## Exercise task
Copy the records below exactly, omitting any pictures they contain.

## Raw data
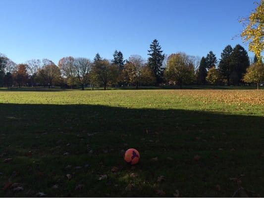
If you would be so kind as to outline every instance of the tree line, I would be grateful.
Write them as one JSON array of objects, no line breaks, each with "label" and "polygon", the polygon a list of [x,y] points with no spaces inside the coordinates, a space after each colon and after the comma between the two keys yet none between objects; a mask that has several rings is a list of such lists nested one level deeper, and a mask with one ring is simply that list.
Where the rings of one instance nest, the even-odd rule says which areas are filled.
[{"label": "tree line", "polygon": [[[115,50],[112,60],[101,57],[64,57],[56,65],[48,59],[32,59],[16,64],[0,54],[0,86],[61,86],[73,88],[183,85],[239,86],[264,81],[262,61],[251,61],[240,45],[227,46],[217,60],[211,51],[200,58],[180,52],[166,55],[154,40],[147,60],[139,55],[124,59]],[[250,66],[251,62],[251,66]]]}]

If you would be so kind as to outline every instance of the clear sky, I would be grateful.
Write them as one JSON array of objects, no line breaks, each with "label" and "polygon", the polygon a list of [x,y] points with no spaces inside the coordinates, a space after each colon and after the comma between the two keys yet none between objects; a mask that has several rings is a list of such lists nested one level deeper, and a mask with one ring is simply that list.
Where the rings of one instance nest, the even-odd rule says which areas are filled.
[{"label": "clear sky", "polygon": [[[240,44],[239,17],[254,0],[0,0],[0,52],[16,63],[64,56],[147,58],[158,39],[165,53],[184,51],[219,58],[225,46]],[[231,40],[232,37],[234,37]],[[249,53],[249,55],[253,56]]]}]

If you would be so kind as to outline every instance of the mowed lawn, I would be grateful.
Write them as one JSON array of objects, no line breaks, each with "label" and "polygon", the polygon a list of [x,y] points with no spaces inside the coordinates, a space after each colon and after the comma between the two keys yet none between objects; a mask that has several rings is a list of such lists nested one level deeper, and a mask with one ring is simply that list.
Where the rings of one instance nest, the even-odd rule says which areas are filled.
[{"label": "mowed lawn", "polygon": [[2,90],[0,120],[2,197],[264,196],[264,90]]}]

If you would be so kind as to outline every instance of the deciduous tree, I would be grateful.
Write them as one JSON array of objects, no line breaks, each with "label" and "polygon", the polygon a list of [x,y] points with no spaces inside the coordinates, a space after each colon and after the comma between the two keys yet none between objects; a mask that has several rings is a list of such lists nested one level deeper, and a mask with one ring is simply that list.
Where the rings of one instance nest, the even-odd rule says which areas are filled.
[{"label": "deciduous tree", "polygon": [[261,52],[264,49],[264,0],[256,2],[258,7],[248,18],[240,22],[245,26],[241,36],[244,42],[249,42],[249,50],[253,51],[261,62]]},{"label": "deciduous tree", "polygon": [[74,59],[73,64],[77,77],[82,86],[82,90],[84,90],[85,85],[89,82],[92,62],[88,58],[77,58]]},{"label": "deciduous tree", "polygon": [[243,80],[246,83],[256,83],[259,89],[259,84],[264,81],[264,64],[259,62],[252,64],[247,69]]},{"label": "deciduous tree", "polygon": [[184,84],[191,83],[194,80],[194,66],[186,53],[177,53],[168,58],[165,70],[167,79],[182,88]]}]

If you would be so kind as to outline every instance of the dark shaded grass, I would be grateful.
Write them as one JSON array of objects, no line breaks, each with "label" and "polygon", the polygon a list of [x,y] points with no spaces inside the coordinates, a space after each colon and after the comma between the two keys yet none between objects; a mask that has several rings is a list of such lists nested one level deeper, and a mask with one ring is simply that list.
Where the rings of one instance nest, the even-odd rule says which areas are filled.
[{"label": "dark shaded grass", "polygon": [[[30,189],[48,196],[155,196],[155,191],[162,189],[169,197],[176,190],[184,197],[230,197],[238,187],[229,178],[241,174],[245,174],[242,186],[264,196],[263,117],[2,103],[0,119],[0,154],[4,154],[0,158],[0,185],[9,180],[24,188],[18,193],[1,189],[2,196],[25,196]],[[122,158],[121,150],[130,148],[141,154],[135,169]],[[197,154],[198,162],[194,159]],[[158,161],[152,160],[156,157]],[[2,162],[6,158],[12,160]],[[68,165],[72,168],[64,170]],[[113,166],[122,169],[112,173]],[[137,176],[130,177],[132,173]],[[67,174],[72,175],[70,181]],[[103,174],[107,179],[98,181]],[[166,181],[157,183],[160,175]],[[130,183],[134,187],[126,191]],[[51,188],[54,184],[58,189]],[[85,187],[75,190],[79,184]]]}]

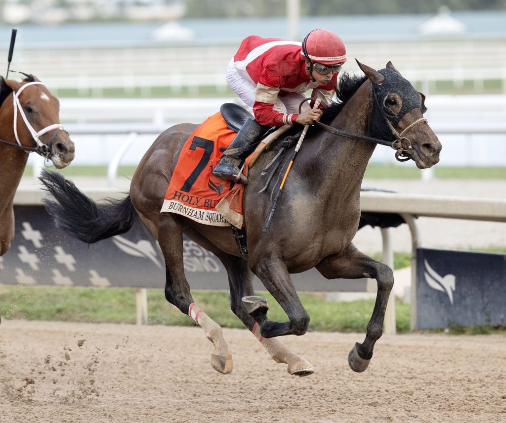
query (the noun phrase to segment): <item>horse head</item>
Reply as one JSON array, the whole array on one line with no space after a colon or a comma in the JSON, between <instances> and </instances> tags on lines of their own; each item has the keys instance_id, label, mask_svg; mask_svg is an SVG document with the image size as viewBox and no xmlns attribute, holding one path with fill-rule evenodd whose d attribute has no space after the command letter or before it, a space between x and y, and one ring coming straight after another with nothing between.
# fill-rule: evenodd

## Result for this exercise
If you would be so kind as to outline every instance of the tree line, I would be grateful.
Write them as one JSON array of objects, no line breaks, each with "label" and "polygon", the polygon a list of [x,y] points with no spaces inside the coordinates, a space after each colon and after the comma between the two keys yet none between objects; a mask that has several rings is a list of such lists nested one level deeper, and a mask with one ring is simply that list.
Where the rings of one instance nest, the even-odd rule says which areas are filled.
[{"label": "tree line", "polygon": [[[115,50],[112,60],[101,57],[64,57],[56,65],[48,59],[32,59],[16,64],[0,54],[0,86],[61,86],[73,88],[183,85],[239,86],[264,81],[262,61],[251,61],[240,45],[227,46],[217,60],[211,51],[200,58],[180,52],[166,55],[154,40],[147,60],[139,55],[124,59]],[[250,66],[251,62],[251,66]]]}]

If you would be so kind as to outline every instance of the clear sky, I would be grateful.
Write them as one JSON array of objects, no line breaks, each with "label" and "polygon", the polygon a list of [x,y] points with no spaces inside the coordinates, a space after each colon and after the comma between the two keys yet none between objects; a mask that has several rings is a list of such lists nested one level deeper, and a mask with one ring is simply that list.
Where the rings of one instance nest, the even-odd rule says which areas are filled.
[{"label": "clear sky", "polygon": [[[240,44],[239,17],[254,0],[0,0],[0,52],[16,63],[64,56],[147,58],[158,39],[165,53],[184,51],[219,58],[225,46]],[[231,40],[232,37],[234,37]],[[249,53],[249,55],[253,56]]]}]

If you would be so kind as to outline every instance of the mowed lawn, I would be grateful.
Write them as one JSON array of objects, no line breaks, each with "label" and "polygon", the polygon a list of [x,y] points with no spaces inside the coordinates, a space after each colon and after the comma between the two keys yet none between objects; a mask that has several rings is a list of such lists nested one level deeper, and a mask with one ring is simply that list.
Where the rings of one instance nest, the even-odd rule says which areas are filled.
[{"label": "mowed lawn", "polygon": [[2,90],[0,120],[2,197],[264,196],[264,90]]}]

If you would be so kind as to outline every instance of the deciduous tree, I would be grateful.
Write them as one JSON array of objects, no line breaks, each with "label" and "polygon", the polygon a list of [x,y] points with no spaces inside the coordinates, a space after each colon and after the comma between the two keys yet none between objects; a mask that has several rings is a list of such lists nested one level deeper, and a mask with one ring is simply that list.
Where the rings of one instance nest, the even-odd rule says which areas are filled.
[{"label": "deciduous tree", "polygon": [[261,52],[264,49],[264,0],[256,2],[258,7],[248,18],[240,22],[245,26],[241,36],[244,42],[249,42],[249,50],[253,51],[261,62]]},{"label": "deciduous tree", "polygon": [[74,59],[73,64],[77,77],[82,86],[82,90],[84,90],[85,85],[89,82],[92,62],[88,58],[77,58]]},{"label": "deciduous tree", "polygon": [[243,80],[246,83],[256,83],[259,89],[259,84],[264,81],[264,64],[259,62],[252,64],[247,69]]},{"label": "deciduous tree", "polygon": [[184,84],[191,83],[194,80],[194,66],[186,53],[177,53],[168,58],[165,70],[167,79],[182,88]]}]

If you would be so kind as to outline every instance of the dark shaded grass, I would be grateful.
Write them as one JSON array of objects, no line breaks, each with "label" and "polygon", the polygon a list of [x,y] points with no spaces inside the coordinates, a space after each colon and after the comma between the two keys yet none between objects; a mask that has several rings is a list of such lists nested one level deeper, and a mask with one ring is simply that list.
Where the rings of one instance nest, the even-odd rule says which areas are filled.
[{"label": "dark shaded grass", "polygon": [[[30,189],[48,196],[155,196],[155,191],[162,189],[169,197],[176,190],[184,197],[230,197],[238,187],[229,178],[241,174],[245,174],[242,186],[264,196],[263,117],[2,103],[0,119],[0,154],[4,154],[0,158],[0,185],[9,180],[24,188],[18,193],[1,189],[2,196],[25,196]],[[122,158],[121,150],[130,148],[141,154],[135,169]],[[197,154],[198,162],[194,159]],[[158,161],[152,160],[156,157]],[[2,162],[6,158],[12,160]],[[68,165],[72,168],[64,170]],[[113,166],[122,169],[112,173]],[[137,176],[130,177],[132,173]],[[67,174],[72,175],[70,181]],[[103,174],[107,179],[98,181]],[[166,181],[157,183],[160,175]],[[130,183],[134,187],[126,191]],[[51,188],[54,184],[58,189]],[[85,187],[75,190],[79,184]]]}]

query (the noun phrase to segment): <item>horse head</item>
Reply as one JSON array, the whole array on one line with no space after a colon or a comma in the JSON, between <instances> and </instances> tags on lines of their own; each item has the keys instance_id, label, mask_svg; mask_svg is an SVG document with the image size as viewBox and no xmlns attribute, holding one path with fill-rule evenodd whose d attribute has no space after the command letter or before it, a space between x and y, and one ring coming straight after another with nothing between.
# fill-rule: evenodd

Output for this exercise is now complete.